(Records for pointing at named objects)
::::::::::

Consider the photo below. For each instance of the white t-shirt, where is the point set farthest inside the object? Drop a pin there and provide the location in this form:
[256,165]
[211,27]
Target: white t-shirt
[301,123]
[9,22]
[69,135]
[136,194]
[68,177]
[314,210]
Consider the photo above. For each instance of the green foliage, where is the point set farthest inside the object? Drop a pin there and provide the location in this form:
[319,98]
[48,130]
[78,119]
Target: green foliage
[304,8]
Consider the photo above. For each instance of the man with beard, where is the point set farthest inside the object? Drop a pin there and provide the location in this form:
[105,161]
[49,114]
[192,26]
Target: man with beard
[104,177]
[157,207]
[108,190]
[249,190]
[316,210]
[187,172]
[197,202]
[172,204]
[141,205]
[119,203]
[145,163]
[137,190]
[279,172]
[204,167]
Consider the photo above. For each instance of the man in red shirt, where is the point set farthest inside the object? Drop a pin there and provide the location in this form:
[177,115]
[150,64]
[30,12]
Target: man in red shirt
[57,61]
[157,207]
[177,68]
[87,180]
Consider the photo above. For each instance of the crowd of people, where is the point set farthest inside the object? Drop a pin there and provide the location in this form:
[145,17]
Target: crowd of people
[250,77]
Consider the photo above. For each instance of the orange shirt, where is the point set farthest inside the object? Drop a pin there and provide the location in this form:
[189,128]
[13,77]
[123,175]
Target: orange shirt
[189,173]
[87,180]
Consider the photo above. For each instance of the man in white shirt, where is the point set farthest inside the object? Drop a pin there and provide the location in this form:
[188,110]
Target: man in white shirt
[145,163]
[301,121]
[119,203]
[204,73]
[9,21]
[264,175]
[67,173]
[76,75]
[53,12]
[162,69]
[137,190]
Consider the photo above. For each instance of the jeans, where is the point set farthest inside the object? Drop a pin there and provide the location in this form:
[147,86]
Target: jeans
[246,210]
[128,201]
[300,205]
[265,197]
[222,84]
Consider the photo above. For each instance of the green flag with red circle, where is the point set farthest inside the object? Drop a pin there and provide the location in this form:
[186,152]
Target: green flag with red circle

::::::::::

» WHAT IS BEING ASKED
Lay out every line of the material above as a Markdown table with two columns, Row for the row number and Line for the line itself, leaving out any blank lines.

» EXERCISE RESPONSE
| Row | Line |
|---|---|
| 1 | Consider the photo below. For each instance of the white t-shirt, where is the point set farthest inside the object? Drop a pin there and provide the location in this form: |
| 2 | [256,165] |
| 3 | [211,27] |
| 4 | Target: white t-shirt |
| 5 | [301,123] |
| 6 | [9,22] |
| 7 | [69,135] |
| 8 | [136,194] |
| 9 | [68,177] |
| 10 | [314,210] |
| 11 | Consider the photo above. For each instance of the green foliage, where is the point set farthest inside the object? Drop a pin there and provide the location in this form: |
| 12 | [319,98] |
| 13 | [48,130] |
| 14 | [78,119] |
| 15 | Target: green foliage |
| 16 | [304,8] |
| 17 | Consider the photo above. For each instance of the man with beard, where is the point set farthest inside the object? Drop a pin there and provide the location in this form: |
| 18 | [105,161] |
| 19 | [49,114] |
| 20 | [192,26] |
| 21 | Target: man with beard |
| 22 | [104,177] |
| 23 | [157,207] |
| 24 | [108,190] |
| 25 | [249,190] |
| 26 | [316,210] |
| 27 | [187,172] |
| 28 | [197,202] |
| 29 | [172,204] |
| 30 | [141,205] |
| 31 | [119,203] |
| 32 | [145,163] |
| 33 | [137,190] |
| 34 | [279,172] |
| 35 | [204,167] |
| 36 | Consider the photo above. For each instance of the man in red shirt, where is the point set farthest inside the object? Drop a pin there and provide the location in this form: |
| 37 | [177,115] |
| 38 | [150,64] |
| 39 | [30,12] |
| 40 | Target: man in red shirt |
| 41 | [57,61] |
| 42 | [157,207] |
| 43 | [177,68] |
| 44 | [87,180] |
| 45 | Consider the photo above. For each instance of the crowd of people, where is the point set farthest inside the object? Drop a pin there and provide the location in this form: |
| 46 | [145,17] |
| 47 | Target: crowd of people |
| 48 | [250,77] |
| 49 | Consider the photo above. For each instance of the orange shirt, where is the point set farthest inside the object? Drop a pin there and provide the location in this form: |
| 50 | [189,128] |
| 51 | [13,77] |
| 52 | [123,175] |
| 53 | Target: orange shirt |
| 54 | [189,173] |
| 55 | [87,180] |
| 56 | Consider the photo above. For each instance of the man in white shirt, where is the point set farthest inside the object? Drop a pin there and provide the location in this form: |
| 57 | [188,110] |
| 58 | Target: man in white shirt |
| 59 | [145,163] |
| 60 | [301,121] |
| 61 | [119,203] |
| 62 | [204,73] |
| 63 | [9,21] |
| 64 | [264,175] |
| 65 | [67,173] |
| 66 | [76,75] |
| 67 | [53,12] |
| 68 | [162,69] |
| 69 | [137,190] |
| 70 | Consider the photo above. For each instance of the jeans, where is the point set farthest inside the object? Drop a pin there and provide the location in this form: |
| 71 | [147,86] |
| 72 | Target: jeans |
| 73 | [246,210] |
| 74 | [128,201] |
| 75 | [300,205] |
| 76 | [265,197] |
| 77 | [222,84] |
| 78 | Consider the photo above. For each instance of the green flag with red circle, where is the point set farthest inside the object? Drop a pin there and provide the location in this form: |
| 79 | [186,152] |
| 80 | Target: green flag with red circle |